» Short problem: Write out, character for character, the line containing "Please identify the grass in" and all lines after it up to the end of the listing.

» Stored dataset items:
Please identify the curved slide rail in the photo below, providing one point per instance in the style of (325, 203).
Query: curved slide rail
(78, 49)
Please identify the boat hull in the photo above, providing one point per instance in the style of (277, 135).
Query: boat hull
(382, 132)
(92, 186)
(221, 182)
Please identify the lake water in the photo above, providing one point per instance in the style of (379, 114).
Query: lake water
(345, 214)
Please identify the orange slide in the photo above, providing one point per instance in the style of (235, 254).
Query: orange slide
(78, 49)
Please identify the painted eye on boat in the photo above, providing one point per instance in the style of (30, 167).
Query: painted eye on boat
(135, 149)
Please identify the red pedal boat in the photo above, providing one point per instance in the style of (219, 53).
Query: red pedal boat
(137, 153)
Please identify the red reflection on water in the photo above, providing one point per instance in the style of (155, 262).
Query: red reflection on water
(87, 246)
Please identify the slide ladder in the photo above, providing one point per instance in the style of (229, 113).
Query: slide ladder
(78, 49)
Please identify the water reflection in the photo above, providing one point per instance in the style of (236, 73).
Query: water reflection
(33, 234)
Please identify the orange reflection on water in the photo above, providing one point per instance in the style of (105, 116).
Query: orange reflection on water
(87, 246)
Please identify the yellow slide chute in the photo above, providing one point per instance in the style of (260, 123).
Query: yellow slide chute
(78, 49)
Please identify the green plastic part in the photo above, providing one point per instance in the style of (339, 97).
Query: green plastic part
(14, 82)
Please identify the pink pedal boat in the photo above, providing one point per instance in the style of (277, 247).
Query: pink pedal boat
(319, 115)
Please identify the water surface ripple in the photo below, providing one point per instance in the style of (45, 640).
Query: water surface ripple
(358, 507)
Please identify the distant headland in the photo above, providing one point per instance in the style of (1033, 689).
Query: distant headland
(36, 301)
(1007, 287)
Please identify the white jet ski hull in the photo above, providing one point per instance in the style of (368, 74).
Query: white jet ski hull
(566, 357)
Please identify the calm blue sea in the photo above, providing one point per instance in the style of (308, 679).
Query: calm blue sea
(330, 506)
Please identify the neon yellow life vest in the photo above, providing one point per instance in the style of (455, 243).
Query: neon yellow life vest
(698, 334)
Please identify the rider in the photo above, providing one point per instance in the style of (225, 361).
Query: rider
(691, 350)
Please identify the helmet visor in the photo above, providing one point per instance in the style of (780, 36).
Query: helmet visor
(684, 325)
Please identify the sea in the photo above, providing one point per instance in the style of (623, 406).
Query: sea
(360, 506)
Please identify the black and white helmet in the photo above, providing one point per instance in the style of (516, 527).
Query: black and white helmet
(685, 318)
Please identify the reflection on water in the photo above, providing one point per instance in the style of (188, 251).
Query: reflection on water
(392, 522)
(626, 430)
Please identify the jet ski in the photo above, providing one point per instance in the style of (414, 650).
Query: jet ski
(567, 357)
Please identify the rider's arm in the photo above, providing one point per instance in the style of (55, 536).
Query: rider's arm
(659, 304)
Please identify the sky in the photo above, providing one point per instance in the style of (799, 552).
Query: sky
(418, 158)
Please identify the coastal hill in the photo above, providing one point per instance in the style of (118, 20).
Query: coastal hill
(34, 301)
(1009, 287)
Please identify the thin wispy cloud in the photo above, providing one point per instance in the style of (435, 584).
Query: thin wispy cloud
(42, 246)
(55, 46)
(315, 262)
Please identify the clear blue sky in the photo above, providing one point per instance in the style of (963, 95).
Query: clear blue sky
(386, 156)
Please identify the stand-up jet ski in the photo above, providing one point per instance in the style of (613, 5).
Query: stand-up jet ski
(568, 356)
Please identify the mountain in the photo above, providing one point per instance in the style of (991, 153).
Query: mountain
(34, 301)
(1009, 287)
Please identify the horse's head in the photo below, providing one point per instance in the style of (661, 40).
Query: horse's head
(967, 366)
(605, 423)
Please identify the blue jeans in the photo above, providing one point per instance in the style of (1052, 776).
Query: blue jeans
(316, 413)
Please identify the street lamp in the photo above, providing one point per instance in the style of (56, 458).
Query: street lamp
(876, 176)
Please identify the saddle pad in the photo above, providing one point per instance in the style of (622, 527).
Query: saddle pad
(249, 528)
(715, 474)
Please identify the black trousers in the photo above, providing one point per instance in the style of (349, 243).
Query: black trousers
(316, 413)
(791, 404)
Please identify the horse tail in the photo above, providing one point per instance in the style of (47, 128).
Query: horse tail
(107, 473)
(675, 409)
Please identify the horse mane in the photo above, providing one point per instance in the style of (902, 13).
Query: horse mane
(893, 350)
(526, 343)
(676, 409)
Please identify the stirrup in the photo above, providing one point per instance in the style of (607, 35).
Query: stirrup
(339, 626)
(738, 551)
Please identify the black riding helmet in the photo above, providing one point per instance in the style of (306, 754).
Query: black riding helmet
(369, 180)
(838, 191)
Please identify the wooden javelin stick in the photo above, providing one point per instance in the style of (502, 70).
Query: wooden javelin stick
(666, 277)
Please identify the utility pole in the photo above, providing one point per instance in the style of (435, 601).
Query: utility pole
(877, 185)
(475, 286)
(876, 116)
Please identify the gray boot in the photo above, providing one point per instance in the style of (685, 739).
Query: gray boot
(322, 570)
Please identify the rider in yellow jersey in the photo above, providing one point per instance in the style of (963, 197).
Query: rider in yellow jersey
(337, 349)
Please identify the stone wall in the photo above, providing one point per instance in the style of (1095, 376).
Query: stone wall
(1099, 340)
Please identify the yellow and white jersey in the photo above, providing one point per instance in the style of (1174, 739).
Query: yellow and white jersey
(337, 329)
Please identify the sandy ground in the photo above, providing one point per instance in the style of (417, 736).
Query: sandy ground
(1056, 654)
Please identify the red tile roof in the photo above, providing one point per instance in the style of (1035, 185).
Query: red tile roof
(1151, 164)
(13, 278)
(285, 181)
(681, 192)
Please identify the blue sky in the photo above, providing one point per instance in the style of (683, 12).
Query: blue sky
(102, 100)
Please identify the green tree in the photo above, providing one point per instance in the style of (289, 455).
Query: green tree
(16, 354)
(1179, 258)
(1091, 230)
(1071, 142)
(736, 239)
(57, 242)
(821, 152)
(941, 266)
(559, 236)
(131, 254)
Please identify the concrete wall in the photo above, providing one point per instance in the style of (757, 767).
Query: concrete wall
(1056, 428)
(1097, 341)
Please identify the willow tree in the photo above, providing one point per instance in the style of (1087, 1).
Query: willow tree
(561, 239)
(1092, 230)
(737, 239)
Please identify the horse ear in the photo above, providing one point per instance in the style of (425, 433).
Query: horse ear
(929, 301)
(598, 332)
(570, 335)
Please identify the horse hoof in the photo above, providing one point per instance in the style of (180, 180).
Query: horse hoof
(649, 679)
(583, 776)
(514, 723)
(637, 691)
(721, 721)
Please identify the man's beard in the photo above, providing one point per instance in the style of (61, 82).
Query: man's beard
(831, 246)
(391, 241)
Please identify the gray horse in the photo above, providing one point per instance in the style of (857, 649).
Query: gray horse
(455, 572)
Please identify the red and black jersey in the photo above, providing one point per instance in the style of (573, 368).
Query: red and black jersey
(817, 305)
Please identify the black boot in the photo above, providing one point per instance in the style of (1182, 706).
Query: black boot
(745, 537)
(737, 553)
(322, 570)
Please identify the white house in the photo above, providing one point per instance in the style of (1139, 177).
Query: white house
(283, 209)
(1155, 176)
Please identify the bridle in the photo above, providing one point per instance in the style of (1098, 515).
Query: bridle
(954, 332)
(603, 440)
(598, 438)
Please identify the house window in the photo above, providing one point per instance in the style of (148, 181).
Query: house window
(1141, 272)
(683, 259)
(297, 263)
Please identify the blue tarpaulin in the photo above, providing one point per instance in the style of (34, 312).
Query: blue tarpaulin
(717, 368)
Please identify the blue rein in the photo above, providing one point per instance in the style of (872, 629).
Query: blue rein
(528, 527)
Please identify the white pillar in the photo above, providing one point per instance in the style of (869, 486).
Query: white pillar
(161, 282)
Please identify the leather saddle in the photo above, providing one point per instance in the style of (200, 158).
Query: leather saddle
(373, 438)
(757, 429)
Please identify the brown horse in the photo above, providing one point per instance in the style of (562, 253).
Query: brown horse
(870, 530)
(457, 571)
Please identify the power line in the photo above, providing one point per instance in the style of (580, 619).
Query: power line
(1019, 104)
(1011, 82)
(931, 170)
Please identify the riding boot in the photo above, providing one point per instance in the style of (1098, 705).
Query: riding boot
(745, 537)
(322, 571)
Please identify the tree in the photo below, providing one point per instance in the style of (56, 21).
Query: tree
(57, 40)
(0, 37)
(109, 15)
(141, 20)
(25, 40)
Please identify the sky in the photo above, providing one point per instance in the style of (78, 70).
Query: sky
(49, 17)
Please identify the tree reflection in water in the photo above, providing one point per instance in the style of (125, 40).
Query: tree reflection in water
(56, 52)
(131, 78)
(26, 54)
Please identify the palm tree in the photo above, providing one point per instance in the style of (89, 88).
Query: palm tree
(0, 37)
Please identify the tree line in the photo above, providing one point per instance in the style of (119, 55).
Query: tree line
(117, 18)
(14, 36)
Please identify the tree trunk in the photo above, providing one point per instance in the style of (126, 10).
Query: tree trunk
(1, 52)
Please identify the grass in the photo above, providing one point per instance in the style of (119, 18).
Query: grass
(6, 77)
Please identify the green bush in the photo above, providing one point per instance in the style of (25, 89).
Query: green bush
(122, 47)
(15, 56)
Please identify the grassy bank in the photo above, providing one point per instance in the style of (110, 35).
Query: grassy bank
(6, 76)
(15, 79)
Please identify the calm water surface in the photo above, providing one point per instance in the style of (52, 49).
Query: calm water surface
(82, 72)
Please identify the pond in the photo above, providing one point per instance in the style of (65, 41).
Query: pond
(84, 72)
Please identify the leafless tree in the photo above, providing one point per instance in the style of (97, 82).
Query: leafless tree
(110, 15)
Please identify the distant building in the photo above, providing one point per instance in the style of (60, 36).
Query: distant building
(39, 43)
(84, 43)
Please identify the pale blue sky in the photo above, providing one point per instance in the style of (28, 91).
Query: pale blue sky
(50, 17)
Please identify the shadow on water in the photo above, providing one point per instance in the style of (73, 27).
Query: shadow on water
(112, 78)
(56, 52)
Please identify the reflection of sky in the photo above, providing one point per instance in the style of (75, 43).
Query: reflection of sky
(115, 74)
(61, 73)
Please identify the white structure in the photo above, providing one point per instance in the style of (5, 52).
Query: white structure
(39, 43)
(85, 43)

» Answer to this exercise:
Please identify the grass in the photo above, providing one point per instance in the style of (119, 18).
Query: grass
(6, 77)
Please identify the green bush in the photo above, providing one point per instance in the style of (25, 89).
Query: green bush
(122, 47)
(15, 56)
Please identify the grassy bank in the photo above, providing one point per instance in the style of (110, 35).
Query: grassy bank
(6, 76)
(15, 79)
Please identify the calm water surface in the photo above, providing one point per instance in the style of (52, 49).
Query: calm water surface
(82, 72)
Please identify the pond in the photo above, providing one point per instance in the style of (65, 41).
Query: pond
(84, 72)
Please identify the leafless tree in the photo above, providing one point per instance in the style of (97, 82).
Query: leafless tree
(110, 15)
Please identify the distant building in the photo above, providing one point per instance in the style of (60, 36).
Query: distant building
(39, 43)
(84, 43)
Please identify the pale blue sky in the photo above, providing one point per instance in the style of (28, 91).
Query: pale blue sky
(50, 17)
Please identify the shadow on water in the photo above, providing one point per instance in the style of (73, 27).
Query: shadow on water
(112, 78)
(56, 52)
Please identify the reflection of sky in the photo above, providing one point per instance in the style of (75, 43).
Query: reflection of sky
(115, 74)
(61, 73)
Please identify the white structure in the photo above, providing one point per instance in the style of (5, 52).
Query: white structure
(39, 43)
(85, 43)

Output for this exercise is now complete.